### [Task objective]
Look in the data below for the line that contains "Each instance receives one keypoint. Mark the red". Copy that line and the remaining lines exactly.

### [Data listing]
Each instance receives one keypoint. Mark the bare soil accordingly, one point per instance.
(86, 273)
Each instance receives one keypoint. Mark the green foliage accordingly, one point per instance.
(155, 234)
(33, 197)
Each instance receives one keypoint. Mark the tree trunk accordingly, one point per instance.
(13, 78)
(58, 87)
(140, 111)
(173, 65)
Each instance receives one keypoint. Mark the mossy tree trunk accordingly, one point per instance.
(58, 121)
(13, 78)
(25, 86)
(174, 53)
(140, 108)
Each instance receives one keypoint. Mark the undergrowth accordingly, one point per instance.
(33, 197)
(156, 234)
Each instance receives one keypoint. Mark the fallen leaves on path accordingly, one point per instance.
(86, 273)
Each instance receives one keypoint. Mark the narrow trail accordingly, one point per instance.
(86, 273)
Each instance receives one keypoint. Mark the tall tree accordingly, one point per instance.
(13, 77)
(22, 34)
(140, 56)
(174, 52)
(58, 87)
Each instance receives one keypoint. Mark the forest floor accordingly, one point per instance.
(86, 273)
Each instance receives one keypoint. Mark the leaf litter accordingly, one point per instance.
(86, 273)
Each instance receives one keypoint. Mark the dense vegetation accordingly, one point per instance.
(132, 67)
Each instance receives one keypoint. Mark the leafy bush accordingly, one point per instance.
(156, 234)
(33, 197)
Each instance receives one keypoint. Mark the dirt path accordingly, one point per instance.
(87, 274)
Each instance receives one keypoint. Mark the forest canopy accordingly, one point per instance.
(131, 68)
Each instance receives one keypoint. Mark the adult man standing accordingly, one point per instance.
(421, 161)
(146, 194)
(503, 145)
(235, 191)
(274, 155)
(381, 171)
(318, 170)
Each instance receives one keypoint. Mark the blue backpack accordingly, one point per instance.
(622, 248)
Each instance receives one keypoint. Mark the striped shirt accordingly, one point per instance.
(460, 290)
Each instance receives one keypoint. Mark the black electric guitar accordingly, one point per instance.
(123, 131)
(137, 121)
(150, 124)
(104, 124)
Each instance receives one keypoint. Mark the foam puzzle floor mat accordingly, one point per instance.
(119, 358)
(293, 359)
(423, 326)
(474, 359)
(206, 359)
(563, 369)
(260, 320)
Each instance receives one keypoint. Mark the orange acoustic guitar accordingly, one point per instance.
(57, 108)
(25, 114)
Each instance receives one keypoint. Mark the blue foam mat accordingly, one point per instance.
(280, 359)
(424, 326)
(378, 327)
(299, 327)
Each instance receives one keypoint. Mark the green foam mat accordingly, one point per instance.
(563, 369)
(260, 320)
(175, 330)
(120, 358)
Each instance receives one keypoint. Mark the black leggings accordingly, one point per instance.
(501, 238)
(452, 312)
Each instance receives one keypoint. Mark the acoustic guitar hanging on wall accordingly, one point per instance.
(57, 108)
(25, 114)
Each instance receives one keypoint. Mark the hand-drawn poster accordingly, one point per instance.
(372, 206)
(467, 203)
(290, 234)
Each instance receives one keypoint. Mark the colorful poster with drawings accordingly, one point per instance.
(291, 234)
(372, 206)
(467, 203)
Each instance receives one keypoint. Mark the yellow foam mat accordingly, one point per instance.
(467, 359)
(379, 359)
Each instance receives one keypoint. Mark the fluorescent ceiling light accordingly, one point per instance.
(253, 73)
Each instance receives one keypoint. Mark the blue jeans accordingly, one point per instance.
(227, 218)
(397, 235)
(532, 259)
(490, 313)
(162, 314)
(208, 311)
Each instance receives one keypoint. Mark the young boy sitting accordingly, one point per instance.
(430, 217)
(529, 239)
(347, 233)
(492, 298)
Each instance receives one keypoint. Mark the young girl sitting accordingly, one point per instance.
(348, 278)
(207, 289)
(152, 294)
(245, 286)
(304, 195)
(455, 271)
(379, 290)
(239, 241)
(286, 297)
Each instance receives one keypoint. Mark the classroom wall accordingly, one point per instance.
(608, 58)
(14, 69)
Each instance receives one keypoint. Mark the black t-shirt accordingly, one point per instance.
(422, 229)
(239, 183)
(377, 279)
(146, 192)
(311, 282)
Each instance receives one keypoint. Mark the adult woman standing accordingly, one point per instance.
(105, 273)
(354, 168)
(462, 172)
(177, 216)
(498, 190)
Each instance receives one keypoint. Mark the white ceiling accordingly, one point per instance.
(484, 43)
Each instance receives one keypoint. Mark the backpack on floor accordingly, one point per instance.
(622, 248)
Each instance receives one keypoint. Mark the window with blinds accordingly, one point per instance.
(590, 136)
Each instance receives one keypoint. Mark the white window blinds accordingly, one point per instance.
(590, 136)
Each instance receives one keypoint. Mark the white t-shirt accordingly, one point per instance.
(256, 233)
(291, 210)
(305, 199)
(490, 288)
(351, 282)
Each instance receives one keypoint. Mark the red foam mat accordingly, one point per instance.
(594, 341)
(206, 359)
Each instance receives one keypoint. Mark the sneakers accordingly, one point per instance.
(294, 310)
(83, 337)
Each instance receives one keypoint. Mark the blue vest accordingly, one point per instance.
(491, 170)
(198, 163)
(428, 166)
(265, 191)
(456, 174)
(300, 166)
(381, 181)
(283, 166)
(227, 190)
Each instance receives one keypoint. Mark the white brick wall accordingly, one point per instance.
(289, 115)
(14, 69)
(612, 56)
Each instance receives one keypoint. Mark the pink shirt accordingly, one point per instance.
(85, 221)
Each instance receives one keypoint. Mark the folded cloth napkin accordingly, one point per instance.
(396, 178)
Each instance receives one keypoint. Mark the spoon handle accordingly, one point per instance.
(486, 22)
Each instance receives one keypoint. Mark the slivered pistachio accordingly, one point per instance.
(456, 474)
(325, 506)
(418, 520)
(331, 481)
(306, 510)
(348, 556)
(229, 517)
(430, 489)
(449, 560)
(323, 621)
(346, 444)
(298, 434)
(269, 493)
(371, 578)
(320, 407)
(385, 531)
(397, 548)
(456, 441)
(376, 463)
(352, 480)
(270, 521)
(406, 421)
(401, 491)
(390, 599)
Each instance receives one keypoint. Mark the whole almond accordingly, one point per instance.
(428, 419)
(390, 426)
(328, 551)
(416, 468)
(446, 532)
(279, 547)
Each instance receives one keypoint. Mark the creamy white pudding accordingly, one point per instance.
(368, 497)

### [Complete output]
Each instance receives one keypoint. Mark the red foam mat accordingly, one point per instance.
(594, 341)
(206, 359)
Each instance receives one keypoint. Mark the sneakers accordingly, one point per instance.
(294, 310)
(83, 337)
Each instance receives one keypoint. Mark the blue vest accordingly, one point per instance.
(491, 170)
(198, 163)
(428, 166)
(265, 191)
(456, 174)
(300, 166)
(381, 181)
(283, 166)
(227, 190)
Each instance receives one keypoint. Mark the white brick wall accordingly, one point per instance.
(289, 115)
(14, 69)
(612, 56)
Each instance receives one keypoint. Mark the pink shirt accordingly, one point per instance.
(85, 221)
Each instance receives one keypoint. Mark the folded cloth napkin accordingly, one point per instance.
(396, 178)
Each instance receives one keypoint. Mark the spoon handle accordingly, one point per instance.
(486, 22)
Each instance receives one keypoint. Mark the slivered pistachio accordingly, one point per instance.
(456, 474)
(325, 506)
(418, 520)
(331, 481)
(306, 510)
(348, 556)
(229, 517)
(430, 489)
(449, 560)
(323, 621)
(346, 444)
(298, 434)
(269, 493)
(371, 578)
(320, 407)
(385, 531)
(397, 548)
(456, 441)
(376, 463)
(352, 480)
(270, 521)
(406, 421)
(401, 491)
(390, 599)
Each instance receives one keypoint. Mark the whole almond accordingly, one point per instance.
(428, 419)
(390, 426)
(328, 551)
(416, 468)
(446, 532)
(279, 547)
Each instance receives one keypoint. Mark the creamy white pudding accordingly, one point per instance.
(368, 497)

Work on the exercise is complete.